[[ Task material, beginning ]]

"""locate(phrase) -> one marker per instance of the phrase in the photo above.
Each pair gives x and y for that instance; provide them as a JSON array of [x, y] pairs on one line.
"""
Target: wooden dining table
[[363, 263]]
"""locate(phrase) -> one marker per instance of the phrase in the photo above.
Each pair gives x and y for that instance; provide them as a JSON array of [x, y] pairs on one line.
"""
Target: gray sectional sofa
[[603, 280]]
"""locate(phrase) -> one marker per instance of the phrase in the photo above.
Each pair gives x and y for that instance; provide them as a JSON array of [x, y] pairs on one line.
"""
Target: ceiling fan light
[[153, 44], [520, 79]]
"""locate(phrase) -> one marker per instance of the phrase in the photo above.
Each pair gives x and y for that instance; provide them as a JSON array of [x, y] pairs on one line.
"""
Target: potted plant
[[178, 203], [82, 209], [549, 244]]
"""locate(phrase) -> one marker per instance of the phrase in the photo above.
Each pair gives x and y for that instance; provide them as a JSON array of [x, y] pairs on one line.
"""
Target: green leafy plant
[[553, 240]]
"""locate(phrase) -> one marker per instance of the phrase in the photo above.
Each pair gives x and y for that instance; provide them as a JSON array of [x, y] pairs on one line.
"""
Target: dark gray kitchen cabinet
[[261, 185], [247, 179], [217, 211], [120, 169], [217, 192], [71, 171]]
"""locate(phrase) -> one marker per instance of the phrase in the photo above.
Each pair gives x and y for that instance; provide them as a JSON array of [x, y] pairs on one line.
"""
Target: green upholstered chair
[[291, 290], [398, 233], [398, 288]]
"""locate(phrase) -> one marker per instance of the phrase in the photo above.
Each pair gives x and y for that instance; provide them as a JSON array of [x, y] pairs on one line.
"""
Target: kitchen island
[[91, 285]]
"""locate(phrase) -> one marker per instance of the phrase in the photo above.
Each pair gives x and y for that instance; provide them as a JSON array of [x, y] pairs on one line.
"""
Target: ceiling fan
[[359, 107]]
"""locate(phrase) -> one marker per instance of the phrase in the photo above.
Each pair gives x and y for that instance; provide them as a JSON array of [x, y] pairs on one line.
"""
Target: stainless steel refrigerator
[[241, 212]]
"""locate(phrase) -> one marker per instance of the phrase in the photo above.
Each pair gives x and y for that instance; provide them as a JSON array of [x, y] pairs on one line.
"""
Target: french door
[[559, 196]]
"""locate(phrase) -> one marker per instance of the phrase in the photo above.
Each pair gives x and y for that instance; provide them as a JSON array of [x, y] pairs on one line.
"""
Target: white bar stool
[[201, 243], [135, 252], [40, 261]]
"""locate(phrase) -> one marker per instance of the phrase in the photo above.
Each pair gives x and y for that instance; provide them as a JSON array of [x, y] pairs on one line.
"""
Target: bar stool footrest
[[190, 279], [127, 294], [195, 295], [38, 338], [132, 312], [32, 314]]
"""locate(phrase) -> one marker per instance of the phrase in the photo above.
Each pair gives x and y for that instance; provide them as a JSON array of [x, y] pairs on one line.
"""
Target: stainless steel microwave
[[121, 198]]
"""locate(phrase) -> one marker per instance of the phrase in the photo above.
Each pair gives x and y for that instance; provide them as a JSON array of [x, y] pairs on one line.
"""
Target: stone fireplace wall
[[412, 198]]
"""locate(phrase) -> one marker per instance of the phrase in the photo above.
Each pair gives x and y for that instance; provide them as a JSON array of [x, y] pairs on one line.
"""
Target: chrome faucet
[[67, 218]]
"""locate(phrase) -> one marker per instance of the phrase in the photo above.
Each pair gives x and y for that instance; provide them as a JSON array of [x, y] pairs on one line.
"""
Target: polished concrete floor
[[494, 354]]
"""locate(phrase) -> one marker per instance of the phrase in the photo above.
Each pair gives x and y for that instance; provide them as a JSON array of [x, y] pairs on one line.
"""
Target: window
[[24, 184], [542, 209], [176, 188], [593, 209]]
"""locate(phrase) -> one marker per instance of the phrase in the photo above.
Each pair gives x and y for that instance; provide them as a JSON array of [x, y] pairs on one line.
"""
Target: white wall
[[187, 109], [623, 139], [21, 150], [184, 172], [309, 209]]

[[ Task material, end ]]

What is needed:
Could you repeat every record above exactly as it stands?

Output for this task:
"""locate(phrase) -> one marker per instance of the phrase in the photo above.
Each pair gives x and y for that instance; provide them as a JSON array of [x, y] pairs on one line.
"""
Target: wooden dining table
[[363, 263]]
"""locate(phrase) -> one marker per instance of the phrase in the photo above.
Each pair gives x and y for that instance; provide them as a JSON array of [x, y] pairs on one line.
"""
Target: gray sectional sofa
[[603, 280]]
"""locate(phrase) -> one marker per instance of the phrase in the photo above.
Each pair gives x and y for that instance; provide them as a JSON array of [x, y] pairs on one line.
"""
Target: ceiling fan light
[[153, 44], [520, 79]]
"""locate(phrase) -> one marker per instance of the phrase in the photo above.
Each pair gives x and y for that instance; provide them as a JSON array of [x, y] pairs on one line.
"""
Target: potted plant
[[178, 203], [82, 209], [549, 244]]
"""locate(phrase) -> one marker per instance of the phrase in the photo above.
Each pair gives x and y for that instance; provide them as a JSON array of [x, y] pairs on one line.
"""
Target: green leafy plant
[[553, 240]]
"""locate(phrase) -> one marker per instance of the phrase in the photo above.
Each pair gives x and y for that instance; provide them as a JSON array of [x, y] pairs on one line.
"""
Target: dark gray kitchen cabinet
[[261, 185], [247, 179], [217, 211], [120, 169], [217, 192], [71, 171]]
"""locate(phrase) -> one marker per instance of the phrase in the photo above.
Each pair gives x and y for that instance; provide them as a JSON array of [x, y] pairs on one line.
"""
Target: green upholstered chair
[[291, 290], [398, 233], [398, 288]]
"""locate(phrase) -> one marker per instance of the phrase in the photo above.
Each pair gives x and y for that instance; provide them as a JSON array of [x, y] pairs on one line.
"""
Target: kitchen island
[[91, 285]]
"""locate(phrase) -> one marker per instance of the phrase in the photo above.
Each pair gives x and y for that instance; provide them as a JSON array of [x, y] pairs on one line.
"""
Target: ceiling fan
[[359, 107]]
"""locate(phrase) -> one marker per instance of the phrase in the photo above.
Each pair gives x and y for that instance; provide them as a JSON array of [x, y] pairs on one line.
"""
Target: stainless steel refrigerator
[[241, 212]]
"""locate(phrase) -> one marker per instance of the phrase in the photo above.
Each pair gives x and y for that instance; provide them as a JSON array of [x, y] pairs on one line.
"""
Target: french door
[[559, 196]]
"""locate(phrase) -> one marker per instance of the phrase in the photo above.
Each pair gives x and y for that instance; provide them as a JSON array of [x, y] pairs on one line.
"""
Target: white bar stool
[[201, 243], [135, 252], [40, 261]]
"""locate(phrase) -> one marker per instance of the phrase in the photo above.
Each pair gives x and y for that instance; provide them as a JSON array of [x, y] pairs on one line.
"""
Target: bar stool footrest
[[190, 279], [127, 294], [195, 295], [38, 338], [132, 312], [32, 314]]
"""locate(phrase) -> one marker per instance of the phrase in the photo above.
Each pair gives x and y for that instance; provide them as a JSON array of [x, y] pairs on one line.
"""
Target: stainless steel microwave
[[121, 198]]
"""locate(phrase) -> one marker per instance of the phrase in the photo above.
Each pair gives x and y for that instance; provide them as a JSON array of [x, y] pairs on one line.
"""
Target: stone fireplace wall
[[412, 198]]
"""locate(phrase) -> one marker per instance of the phrase in the photo above.
Each pair gives x and y for that instance; provide them as a JSON array of [x, y] pairs on one line.
"""
Target: chrome faucet
[[67, 218]]
"""locate(phrase) -> one marker per instance of the phrase in the photo above.
Each pair gives x and y for that instance; provide them as a JSON array of [x, y] pairs on one line.
"""
Target: polished concrete floor
[[494, 354]]
"""locate(phrase) -> one marker per instance of the phrase in the photo above.
Each pair gives x and y for that instance; provide them as a JSON array of [x, y] pairs on one line.
"""
Target: window
[[24, 184], [542, 209], [176, 188], [593, 209]]
"""locate(phrase) -> one marker per instance of the phrase in the photo above.
Each pair gives x and y for that instance; provide them as a JSON array of [x, y] pairs on one line.
"""
Target: white wall
[[187, 109], [623, 139], [21, 150], [184, 172], [309, 209]]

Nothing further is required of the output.